Quoted text:

— start —

That's why let's make sure we also get this out of the way.
People are always like, shower sex, disgusting, whack, awful.
I need the oil, not the oils, the lubricant, the natural lubricant, the natural lubricant.
And they're not there when it's the water.
You just get the water and the water is not cool.
It's not.
And then like you're basically like you think about it.
If you're with a boy or girl, every time you pull out, there's water in there.
And you're just jam packing water.
Water.
This is a fucking, this is ready to blow this thing.
It's a lot of pressure.
Turns into like a fucking whale's blowhole.
Dude, there was one time, there was one time I was in a shower with a woman.
I am going to love this.
And the heat was so hot of the moment or the water, like the water, everything combined
was so hot.
She almost passed out.
Cool.
So I like, she's like, I need to, and she like sat down and in my head, I'm like, oh
my God, I need to get this woman help.
Because if this woman had passed out in the shower naked with me.
With a boner.
With a, with a bone.
And you were boned.
I would have been like, it's a tough position.
Until she had come to, I would have had to explain a whole lot of what was going on.
A whole bunch.
Do you do that where like, you have to like, something happens and you think of how bad
it can get and you like, try to finagle your way out of it using words?
You know what I mean?
Like in that situation, I like, I didn't just think like, wow, that could have been bad.
I'm like, oh my God, this could have happened.
And then I would have said this and then this would have happened.
I would have been arrested.
Yeah.
I do that too.
Yeah.
You know, you go through every sort of, but yeah, I've never had a woman pass out
in the shower while that was.
Given it, given it was, yes, it was a, you know, giving a present of penis.
What a weird way to say that.
That sounds awful.
How are we doing?
Good.
No, no, yeah.
It's never happened to me.
So I don't know.
But it's a scary thing to, to kind of go through that.
I can imagine that would be fucking terrifying.
He had the moment heat of the, wait, you had a bench in your shower?
Yeah.
Yeah.
I was in college at the time.
Well, who likes to sit in the shower and sit and lay down baby all the time?
Oh yeah.
And you put your feet up.
I forget you're weird.
Sometimes.
Hey man.
It's supposed to be a sensual time.
Let me ask you a question.
Ask me.
You know how like, you know how like, you know how like women are like, oh, I get a shower
head and I just like spray this thing on my seat.
Do they go to town on their peep peeps?
Yeah.
That's crazy.
So they like spray their penises and make some wet girl penises.
Yeah.
I don't know why that's so funny.
Girl's penis?
Girl penis.
Yeah.
You know, they're vaginas or they're penis.
Yeah.
So like, you know how they spray their penis?
And like, it's like cool for them.
Yeah.
Have you ever taken a shower head and be like, I'm spraying my penis?
I mean, I've sprayed my penis with a shower head.

— end —

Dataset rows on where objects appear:
— start —

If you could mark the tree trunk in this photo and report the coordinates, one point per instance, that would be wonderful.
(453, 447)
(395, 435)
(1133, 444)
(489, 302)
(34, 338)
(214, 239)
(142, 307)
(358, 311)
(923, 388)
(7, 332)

— end —

Challenges:
a) List every distinct line in the shower conversation that consists of a single word.
b) Answer these questions from the shower conversation:
(i) What did the woman do when she said she almost passed out?
(ii) Where was the speaker living when he had a bench in his shower?
(iii) What does one speaker say he needs in place of the water?
c) Carry on the shower conversation from its last line.

Answers below:
a)
Water
Cool
Yeah
Good
Sometimes

b)
(i) She sat down.
(ii) He was in college.
(iii) The oil, the natural lubricant.

c)
No, but like with the purpose of like, I'm going to try and enjoy this.
No.
It's just water.
Like that's the only other thing I never understood.
Well, you've never like as an idiot kid being like, if it's cool for them, it has to be
cool for me.
No, no.
Me, I have.
Yeah?
Yeah.
Was it?
No.
And just, just water, right?
Just water.
I've never.
It actually kind of hurt.
I was going to say I've never had a strong enough stream off of like a wand that like I
can like, like it would do anything.
Like that's why the thing with like women using that on themselves, it never made sense to
me because I was like, that's some strong water pressure.
Yeah.
It must be like, yeah.
And also like, is it safe to force that much water up there?
I don't, I don't think it's the up as much as it's the at.
No, I know.
But still, some of it's going up.
It's not up at all.
I mean, I'm not saying they're filling up their fucking birth canal.
Can you imagine?
Yeah.
That'd be cool.
That would be kind of cool.
I'm sure a woman out there has done that.
Oh, of course.
You know what I mean?
Also the, there's a bunch of women out there.
I'd be willing, not willing.
I'd be interested in knowing the percentages of how many women put a vegetable in their
shit.
That's a different story.
Dude.
I'm going to say it's like, like 37% though.
I would say a little higher than that.
I'd say 42.
You think everyone's like slammed a, I'm mostly going to say a mushroom.
I mean, think about it.
No one's going to worry why you have a cucumber in your fridge.
You know what I mean?
Like no one's going to be like, that's a weird thing.
You know, like people are more afraid of finding fucking dildos than they are zucchinis.
I've really want to, it's tough because I know a lot of people are worried about us judging
you, but we're not going to judge you, but we really do want you to send us messages
on Instagram.
No, no, no, not me.
Wait, what are the messages going to say?
I just want to know what's the weirdest thing they've.
Yeah.
Send those all to Joey.
Don't send them to me.
No, to the basement yard Instagram.
Oh, okay.
Oh, we don't have to see it.
You could just say it.
I don't want to see anything.
Yeah.
No, no, no.
Just be like, yo, one time it was an action figure.
I was just kind of like whoop-de-doo.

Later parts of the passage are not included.